Could you convert the entries below into a JSON list of strings, one string per line, omitting blank lines?
* Start *
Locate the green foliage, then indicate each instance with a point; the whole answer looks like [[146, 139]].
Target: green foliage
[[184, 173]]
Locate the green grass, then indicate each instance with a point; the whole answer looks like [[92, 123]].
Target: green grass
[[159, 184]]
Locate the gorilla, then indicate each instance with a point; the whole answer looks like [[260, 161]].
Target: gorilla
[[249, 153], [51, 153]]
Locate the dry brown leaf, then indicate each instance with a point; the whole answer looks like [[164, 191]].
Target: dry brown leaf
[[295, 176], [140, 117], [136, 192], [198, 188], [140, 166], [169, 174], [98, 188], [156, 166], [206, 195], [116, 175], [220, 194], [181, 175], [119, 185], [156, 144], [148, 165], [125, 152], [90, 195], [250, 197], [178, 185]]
* End *
§ **Finished exercise**:
[
  "Locate the green foliage, then indicate each instance with a point; the whole answer looks like [[146, 139]].",
  "Target: green foliage",
  "[[184, 173]]",
  "Locate the green grass, then indicate each instance with a point; the whole answer looks like [[92, 123]].",
  "Target: green grass",
  "[[159, 184]]",
  "Locate the gorilla, then indicate each instance with a point; the whole answer looks like [[260, 161]].",
  "Target: gorilla",
  "[[249, 153], [51, 153]]",
  "Locate the dry brown leaf, then indicate each instance with a point; the whole answer looks like [[164, 191]].",
  "Target: dry brown leaf",
  "[[295, 176], [140, 117], [136, 192], [198, 188], [140, 166], [169, 174], [98, 188], [156, 166], [206, 195], [116, 175], [220, 194], [181, 175], [119, 185], [156, 144], [148, 165], [125, 152], [90, 195], [250, 197], [178, 185]]"
]